Задача A: Извлеките из фрагмента текста о театральном прошлом отрывок от слов "В школе я был" до слов "ходили и ленинградцы.".
Задача B: Перечислите всех людей, которых фрагмент текста называет по имени.
Задача C:
Ответьте по фрагменту текста на вопросы:
(i) В каком городе жил рассказчик, когда получил первую роль?
(ii) Где помещался театральный коллектив Ленинградского Дома работников просвещения?
(iii) Что репетировал Мейерхольд в Малом оперном театре?

Фрагмент текста:

------------------------------------------------

Играть я пытался с того момента, как себя помню. Первую роль я получил лет в пять. Мы жили тогда в Рыбинске. Во дворе у моего приятеля и соседа Коли Савинкова в сарае был устроен театр с занавесом, богато украшенным елочными игрушками. В инсценировке, которую мы ставили, мне доверили замечательную роль – убитого купца. Я лежал на видном месте с деревянным кинжалом под мышкой и должен был казаться бездыханным, но я трясся от волнения и страха, потому что на том представление не кончалось – о, это была феерия! Над свечкой укрепили настоящий патрон, и все ждали, когда ударит выстрел. Выстрел грянул, и история эта запомнилась навсегда...

В школе я был уже завзятым актером, активным драмкружковцем. Занимался с нами отец известного ныне актера Сергея Юрского – Юрий Сергеевич Юрский, которому я многим обязан. Уж и не знаю, что он во мне такое разглядел, кроме, может быть, невероятного рвения, но он пригласил меня в театральный коллектив Ленинградского Дома работников просвещения, который помещался в великолепном дворце Юсуповых. Это уже была не школьная самодеятельность, а настоящий театр, со своим залом и сценой, постоянной труппой, регулярными спектаклями, на которые продавались билеты. Кроме того, мне случалось заменять заболевших исполнителей в так называемом передвижном театре, вполне профессиональном, выступавшем, как помню, в Доме печати, куда охотно ходили и ленинградцы.

В результате всего этого у меня появилось довольно много знакомых среди артистов и театральных работников, я вполне сносно разбирался в «кухне» сценического искусства, знал о всех мало-мальски заметных событиях в этом мире. И, разумеется, меня заранее извещали, когда приезжал из Москвы Всеволод Эмильевич Мейерхольд, художник, искусство которого вызывало самое пристальное внимание театральной общественности. Никогда не забыть мне, как Всеволод Эмильевич репетировал «Пиковую даму» в Малом оперном театре!

------------------------------------------------

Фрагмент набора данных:
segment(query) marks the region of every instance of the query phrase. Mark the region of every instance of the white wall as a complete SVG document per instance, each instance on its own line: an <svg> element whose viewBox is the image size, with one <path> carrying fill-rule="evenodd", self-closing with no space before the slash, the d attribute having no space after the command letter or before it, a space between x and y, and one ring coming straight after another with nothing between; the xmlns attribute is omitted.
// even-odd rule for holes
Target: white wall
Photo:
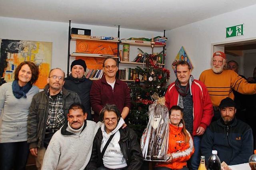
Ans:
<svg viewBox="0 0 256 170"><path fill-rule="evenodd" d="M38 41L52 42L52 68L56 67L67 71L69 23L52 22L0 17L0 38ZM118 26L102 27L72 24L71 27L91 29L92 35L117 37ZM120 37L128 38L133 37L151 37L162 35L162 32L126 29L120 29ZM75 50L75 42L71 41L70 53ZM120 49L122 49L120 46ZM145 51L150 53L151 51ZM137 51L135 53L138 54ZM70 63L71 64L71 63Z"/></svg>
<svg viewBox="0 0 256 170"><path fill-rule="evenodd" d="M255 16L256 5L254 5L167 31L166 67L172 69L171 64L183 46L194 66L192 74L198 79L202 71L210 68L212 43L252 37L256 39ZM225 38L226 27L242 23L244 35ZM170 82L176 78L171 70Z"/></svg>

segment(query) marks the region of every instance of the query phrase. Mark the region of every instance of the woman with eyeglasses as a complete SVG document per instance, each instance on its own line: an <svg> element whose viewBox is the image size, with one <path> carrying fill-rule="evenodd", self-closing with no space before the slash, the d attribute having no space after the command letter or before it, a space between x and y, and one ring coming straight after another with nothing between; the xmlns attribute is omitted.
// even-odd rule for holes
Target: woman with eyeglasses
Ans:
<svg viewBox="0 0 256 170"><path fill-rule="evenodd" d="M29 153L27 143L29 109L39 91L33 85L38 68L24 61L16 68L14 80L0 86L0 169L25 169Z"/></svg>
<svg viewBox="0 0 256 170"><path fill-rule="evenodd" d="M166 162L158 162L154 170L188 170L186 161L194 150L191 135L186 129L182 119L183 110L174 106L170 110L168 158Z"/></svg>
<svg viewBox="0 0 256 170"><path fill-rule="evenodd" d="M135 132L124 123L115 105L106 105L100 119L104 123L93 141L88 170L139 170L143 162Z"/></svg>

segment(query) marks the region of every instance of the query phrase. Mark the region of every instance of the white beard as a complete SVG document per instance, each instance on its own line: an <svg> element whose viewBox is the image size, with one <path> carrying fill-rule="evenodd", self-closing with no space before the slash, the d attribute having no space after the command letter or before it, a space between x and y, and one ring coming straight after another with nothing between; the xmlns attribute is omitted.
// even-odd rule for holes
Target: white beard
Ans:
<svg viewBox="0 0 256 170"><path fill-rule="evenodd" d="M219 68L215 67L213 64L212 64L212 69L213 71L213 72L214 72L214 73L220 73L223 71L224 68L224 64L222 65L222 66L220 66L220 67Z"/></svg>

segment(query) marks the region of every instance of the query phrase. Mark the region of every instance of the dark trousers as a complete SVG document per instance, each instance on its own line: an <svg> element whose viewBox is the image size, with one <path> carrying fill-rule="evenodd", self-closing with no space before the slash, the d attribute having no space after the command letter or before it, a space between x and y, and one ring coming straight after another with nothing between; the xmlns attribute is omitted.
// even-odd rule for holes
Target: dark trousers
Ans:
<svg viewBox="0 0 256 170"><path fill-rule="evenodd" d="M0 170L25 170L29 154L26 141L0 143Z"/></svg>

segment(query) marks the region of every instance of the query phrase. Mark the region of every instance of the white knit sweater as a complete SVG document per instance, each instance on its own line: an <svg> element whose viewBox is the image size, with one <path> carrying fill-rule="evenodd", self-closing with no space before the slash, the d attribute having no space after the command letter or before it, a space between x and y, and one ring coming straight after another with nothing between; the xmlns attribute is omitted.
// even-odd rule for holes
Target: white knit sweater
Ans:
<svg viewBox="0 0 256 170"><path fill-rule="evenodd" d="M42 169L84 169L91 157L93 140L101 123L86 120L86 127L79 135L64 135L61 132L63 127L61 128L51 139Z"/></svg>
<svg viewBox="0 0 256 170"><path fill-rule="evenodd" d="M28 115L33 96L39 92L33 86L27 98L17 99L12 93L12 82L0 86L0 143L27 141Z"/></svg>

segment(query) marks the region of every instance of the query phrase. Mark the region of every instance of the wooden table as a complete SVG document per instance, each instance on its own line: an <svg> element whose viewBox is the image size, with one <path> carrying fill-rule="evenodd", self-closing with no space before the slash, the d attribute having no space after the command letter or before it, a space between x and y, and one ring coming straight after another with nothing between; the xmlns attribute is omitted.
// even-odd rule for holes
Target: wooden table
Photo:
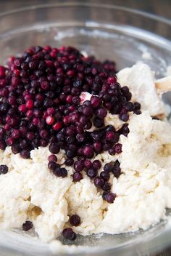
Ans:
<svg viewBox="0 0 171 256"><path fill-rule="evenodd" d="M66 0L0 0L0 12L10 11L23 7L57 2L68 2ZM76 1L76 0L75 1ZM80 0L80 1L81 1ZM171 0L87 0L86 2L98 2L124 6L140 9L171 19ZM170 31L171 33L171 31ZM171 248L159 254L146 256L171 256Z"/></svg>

------------------------------------------------

Решение A:
В школе я был уже завзятым актером, активным драмкружковцем. Занимался с нами отец известного ныне актера Сергея Юрского – Юрий Сергеевич Юрский, которому я многим обязан. Уж и не знаю, что он во мне такое разглядел, кроме, может быть, невероятного рвения, но он пригласил меня в театральный коллектив Ленинградского Дома работников просвещения, который помещался в великолепном дворце Юсуповых. Это уже была не школьная самодеятельность, а настоящий театр, со своим залом и сценой, постоянной труппой, регулярными спектаклями, на которые продавались билеты. Кроме того, мне случалось заменять заболевших исполнителей в так называемом передвижном театре, вполне профессиональном, выступавшем, как помню, в Доме печати, куда охотно ходили и ленинградцы.

Решение B:
Коля Савинков
Сергей Юрский
Юрий Сергеевич Юрский
Всеволод Эмильевич Мейерхольд

Решение C:
(i) В Рыбинске.
(ii) Во дворце Юсуповых.
(iii) «Пиковую даму».